- [WHAT IS REQUIRED] Copy word for word the stretch of the Garga-samhita passage from "Garga-samhita (IAST: Garga-saṃhitā), is" through "Garga-samhita to 6th-7th century CE.".

- [PASSAGE]

»»

= Garga-samhita (Garga and Bharadvaja) =

Garga-samhita (IAST: Garga-saṃhitā), is an Indian Sanskrit-language text on jyotisha (ancient Indian astrology and astronomy), written as a dialogue between the sages Bharadvaja and Garga. Although attributed to Garga, it was definitely not composed by the ancient astrologer of that name, and can be dated to 6th-7th century CE.

== Date and manuscripts ==

The text is of uncertain date, but was definitely composed after Brahmagupta's Brahma-sphuta-siddhanta (6th-7th century CE). Based on its mathematical contents, Michio Yano dates Garga-samhita to 6th-7th century CE.

The text is known from a manuscript kept at the Vishveshvaranand Vedic Research Institute (VVRI), Hoshiarpur. The VVRI manuscript 2069 was copied by Thakura Datta Joshi and collated by Hariprasada Sharma at Hoshiarpur in 1960.

««

(Dataset rows on where objects appear)
»»

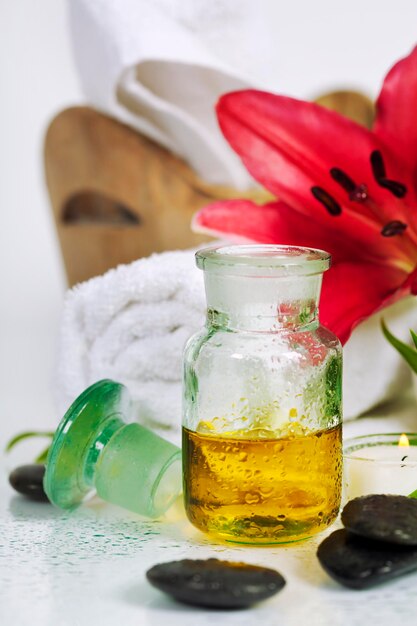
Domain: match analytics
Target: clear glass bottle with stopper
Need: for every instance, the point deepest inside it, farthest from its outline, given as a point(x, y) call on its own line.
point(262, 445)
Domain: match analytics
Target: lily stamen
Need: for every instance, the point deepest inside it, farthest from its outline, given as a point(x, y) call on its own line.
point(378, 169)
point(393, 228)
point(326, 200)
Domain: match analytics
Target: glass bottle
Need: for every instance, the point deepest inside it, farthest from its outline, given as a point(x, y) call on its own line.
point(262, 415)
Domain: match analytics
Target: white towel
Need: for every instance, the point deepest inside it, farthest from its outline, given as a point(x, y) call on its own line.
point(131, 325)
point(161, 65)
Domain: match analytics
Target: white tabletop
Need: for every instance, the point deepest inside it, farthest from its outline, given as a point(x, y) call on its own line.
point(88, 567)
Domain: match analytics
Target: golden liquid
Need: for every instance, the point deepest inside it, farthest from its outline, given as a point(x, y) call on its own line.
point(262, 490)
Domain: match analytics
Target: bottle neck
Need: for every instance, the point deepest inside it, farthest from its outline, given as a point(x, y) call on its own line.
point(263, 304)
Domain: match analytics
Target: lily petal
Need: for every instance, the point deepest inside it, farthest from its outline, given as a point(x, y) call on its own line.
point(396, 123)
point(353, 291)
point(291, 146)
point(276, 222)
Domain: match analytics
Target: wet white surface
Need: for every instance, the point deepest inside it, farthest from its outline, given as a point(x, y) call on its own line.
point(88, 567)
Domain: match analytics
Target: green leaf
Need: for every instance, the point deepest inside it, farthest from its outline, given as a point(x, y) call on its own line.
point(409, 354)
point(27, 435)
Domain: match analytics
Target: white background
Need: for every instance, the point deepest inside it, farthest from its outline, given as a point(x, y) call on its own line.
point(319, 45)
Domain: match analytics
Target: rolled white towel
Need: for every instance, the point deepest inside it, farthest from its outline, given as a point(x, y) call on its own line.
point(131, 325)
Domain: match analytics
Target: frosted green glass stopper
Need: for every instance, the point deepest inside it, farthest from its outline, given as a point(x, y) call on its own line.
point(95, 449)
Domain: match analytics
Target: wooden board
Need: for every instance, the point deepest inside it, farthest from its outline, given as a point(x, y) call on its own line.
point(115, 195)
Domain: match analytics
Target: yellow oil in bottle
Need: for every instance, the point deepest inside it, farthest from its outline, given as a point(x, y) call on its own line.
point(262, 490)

««
»»

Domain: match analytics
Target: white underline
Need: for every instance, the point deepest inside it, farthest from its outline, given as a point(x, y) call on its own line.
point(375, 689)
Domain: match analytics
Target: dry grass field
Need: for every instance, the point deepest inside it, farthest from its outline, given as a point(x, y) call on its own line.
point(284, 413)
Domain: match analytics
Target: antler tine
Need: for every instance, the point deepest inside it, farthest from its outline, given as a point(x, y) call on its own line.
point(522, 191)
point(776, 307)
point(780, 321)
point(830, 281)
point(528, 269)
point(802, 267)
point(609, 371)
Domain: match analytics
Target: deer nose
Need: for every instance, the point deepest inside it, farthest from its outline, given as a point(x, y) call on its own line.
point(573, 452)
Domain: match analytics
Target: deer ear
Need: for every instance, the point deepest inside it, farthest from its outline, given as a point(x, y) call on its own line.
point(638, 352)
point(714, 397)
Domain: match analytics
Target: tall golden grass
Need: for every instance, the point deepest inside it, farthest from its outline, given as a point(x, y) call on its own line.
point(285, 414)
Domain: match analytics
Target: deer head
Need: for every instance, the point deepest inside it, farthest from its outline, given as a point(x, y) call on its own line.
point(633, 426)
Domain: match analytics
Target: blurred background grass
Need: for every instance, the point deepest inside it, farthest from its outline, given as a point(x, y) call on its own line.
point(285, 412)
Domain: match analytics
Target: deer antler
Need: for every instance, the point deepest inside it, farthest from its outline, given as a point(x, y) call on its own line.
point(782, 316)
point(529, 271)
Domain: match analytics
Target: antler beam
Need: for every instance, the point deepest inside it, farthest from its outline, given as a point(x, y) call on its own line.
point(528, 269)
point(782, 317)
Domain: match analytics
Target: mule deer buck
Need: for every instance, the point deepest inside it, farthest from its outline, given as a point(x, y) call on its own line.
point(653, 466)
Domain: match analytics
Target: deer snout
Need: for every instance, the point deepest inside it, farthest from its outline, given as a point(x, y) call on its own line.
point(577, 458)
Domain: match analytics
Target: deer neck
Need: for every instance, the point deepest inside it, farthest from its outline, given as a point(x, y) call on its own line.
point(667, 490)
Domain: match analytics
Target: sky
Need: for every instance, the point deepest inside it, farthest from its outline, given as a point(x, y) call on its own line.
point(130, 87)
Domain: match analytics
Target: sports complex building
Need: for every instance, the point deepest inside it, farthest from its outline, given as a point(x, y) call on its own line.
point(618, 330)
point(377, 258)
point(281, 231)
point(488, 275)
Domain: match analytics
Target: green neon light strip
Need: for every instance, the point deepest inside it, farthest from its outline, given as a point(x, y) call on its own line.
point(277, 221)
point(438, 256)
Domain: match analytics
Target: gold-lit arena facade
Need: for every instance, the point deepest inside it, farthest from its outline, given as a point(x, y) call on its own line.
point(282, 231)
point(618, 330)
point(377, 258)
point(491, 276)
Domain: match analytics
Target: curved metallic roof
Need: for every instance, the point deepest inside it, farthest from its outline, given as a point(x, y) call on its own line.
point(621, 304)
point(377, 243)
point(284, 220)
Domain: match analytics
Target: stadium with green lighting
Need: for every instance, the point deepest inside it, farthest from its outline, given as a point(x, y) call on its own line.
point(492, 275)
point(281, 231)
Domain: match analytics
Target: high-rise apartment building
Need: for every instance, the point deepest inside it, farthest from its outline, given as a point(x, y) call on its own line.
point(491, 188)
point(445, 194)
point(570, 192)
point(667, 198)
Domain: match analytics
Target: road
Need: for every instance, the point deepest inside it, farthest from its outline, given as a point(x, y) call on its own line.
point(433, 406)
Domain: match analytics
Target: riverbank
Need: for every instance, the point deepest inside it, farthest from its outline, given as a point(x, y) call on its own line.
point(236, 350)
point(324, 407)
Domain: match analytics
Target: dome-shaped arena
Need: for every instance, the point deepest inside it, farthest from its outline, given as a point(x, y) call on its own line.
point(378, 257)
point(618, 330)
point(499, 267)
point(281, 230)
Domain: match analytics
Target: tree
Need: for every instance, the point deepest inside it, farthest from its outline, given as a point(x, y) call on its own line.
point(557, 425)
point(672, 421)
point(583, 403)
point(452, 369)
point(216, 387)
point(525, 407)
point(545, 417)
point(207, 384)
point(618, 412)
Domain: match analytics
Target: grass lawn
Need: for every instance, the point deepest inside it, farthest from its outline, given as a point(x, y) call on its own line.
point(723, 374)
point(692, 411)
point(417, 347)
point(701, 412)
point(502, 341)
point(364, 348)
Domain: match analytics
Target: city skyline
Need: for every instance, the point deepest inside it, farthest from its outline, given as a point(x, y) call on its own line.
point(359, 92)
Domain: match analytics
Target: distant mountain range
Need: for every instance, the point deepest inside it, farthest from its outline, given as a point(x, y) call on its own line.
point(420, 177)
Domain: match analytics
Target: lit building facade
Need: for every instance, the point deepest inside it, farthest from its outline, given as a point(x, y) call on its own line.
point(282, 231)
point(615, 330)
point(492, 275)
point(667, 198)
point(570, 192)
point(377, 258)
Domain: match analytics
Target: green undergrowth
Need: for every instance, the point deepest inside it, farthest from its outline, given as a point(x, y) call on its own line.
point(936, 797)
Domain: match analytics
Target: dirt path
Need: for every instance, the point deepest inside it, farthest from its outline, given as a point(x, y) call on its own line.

««
»»

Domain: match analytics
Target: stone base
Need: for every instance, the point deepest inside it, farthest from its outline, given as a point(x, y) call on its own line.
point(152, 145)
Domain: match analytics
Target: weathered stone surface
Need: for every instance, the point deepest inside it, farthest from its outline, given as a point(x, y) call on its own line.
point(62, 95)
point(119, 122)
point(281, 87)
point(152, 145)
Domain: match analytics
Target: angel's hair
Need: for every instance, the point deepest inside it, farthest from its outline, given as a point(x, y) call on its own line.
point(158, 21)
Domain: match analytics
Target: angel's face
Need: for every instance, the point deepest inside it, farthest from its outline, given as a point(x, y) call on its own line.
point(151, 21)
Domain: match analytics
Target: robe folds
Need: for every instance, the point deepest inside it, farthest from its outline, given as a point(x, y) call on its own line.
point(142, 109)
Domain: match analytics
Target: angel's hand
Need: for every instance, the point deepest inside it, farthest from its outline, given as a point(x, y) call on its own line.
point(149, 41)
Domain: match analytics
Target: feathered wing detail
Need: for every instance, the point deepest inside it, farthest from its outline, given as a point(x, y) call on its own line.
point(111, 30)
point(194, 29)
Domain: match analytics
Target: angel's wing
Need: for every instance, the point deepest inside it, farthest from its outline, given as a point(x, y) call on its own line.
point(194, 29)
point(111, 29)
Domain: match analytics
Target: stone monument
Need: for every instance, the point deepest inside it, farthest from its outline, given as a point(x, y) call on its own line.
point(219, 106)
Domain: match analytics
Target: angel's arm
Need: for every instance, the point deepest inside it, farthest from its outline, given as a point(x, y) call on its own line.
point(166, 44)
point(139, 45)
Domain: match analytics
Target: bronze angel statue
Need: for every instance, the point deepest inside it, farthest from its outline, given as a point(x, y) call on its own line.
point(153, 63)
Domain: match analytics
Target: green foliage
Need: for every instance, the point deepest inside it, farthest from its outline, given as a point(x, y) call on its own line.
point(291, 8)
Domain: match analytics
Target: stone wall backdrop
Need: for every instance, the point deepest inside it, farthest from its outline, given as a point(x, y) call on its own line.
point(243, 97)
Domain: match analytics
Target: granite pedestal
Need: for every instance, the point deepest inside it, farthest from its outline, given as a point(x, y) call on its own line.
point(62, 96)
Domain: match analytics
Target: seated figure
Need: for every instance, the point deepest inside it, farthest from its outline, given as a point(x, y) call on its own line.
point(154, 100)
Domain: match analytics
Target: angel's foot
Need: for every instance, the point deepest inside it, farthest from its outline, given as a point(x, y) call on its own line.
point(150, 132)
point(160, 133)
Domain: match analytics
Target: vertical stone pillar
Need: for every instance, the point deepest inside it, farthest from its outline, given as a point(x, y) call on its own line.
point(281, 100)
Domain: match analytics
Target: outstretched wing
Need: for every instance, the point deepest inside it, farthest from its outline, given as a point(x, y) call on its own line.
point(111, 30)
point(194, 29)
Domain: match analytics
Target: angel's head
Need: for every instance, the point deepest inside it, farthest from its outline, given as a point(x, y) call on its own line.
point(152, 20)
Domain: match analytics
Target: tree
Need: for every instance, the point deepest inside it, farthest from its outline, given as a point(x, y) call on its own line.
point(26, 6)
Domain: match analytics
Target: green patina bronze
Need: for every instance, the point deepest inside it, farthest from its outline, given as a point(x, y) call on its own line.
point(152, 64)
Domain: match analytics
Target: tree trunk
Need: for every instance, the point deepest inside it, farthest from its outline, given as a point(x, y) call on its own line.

««

- [WRITTEN RESPONSE]
Garga-samhita (IAST: Garga-saṃhitā), is an Indian Sanskrit-language text on jyotisha (ancient Indian astrology and astronomy), written as a dialogue between the sages Bharadvaja and Garga. Although attributed to Garga, it was definitely not composed by the ancient astrologer of that name, and can be dated to 6th-7th century CE.

== Date and manuscripts ==

The text is of uncertain date, but was definitely composed after Brahmagupta's Brahma-sphuta-siddhanta (6th-7th century CE). Based on its mathematical contents, Michio Yano dates Garga-samhita to 6th-7th century CE.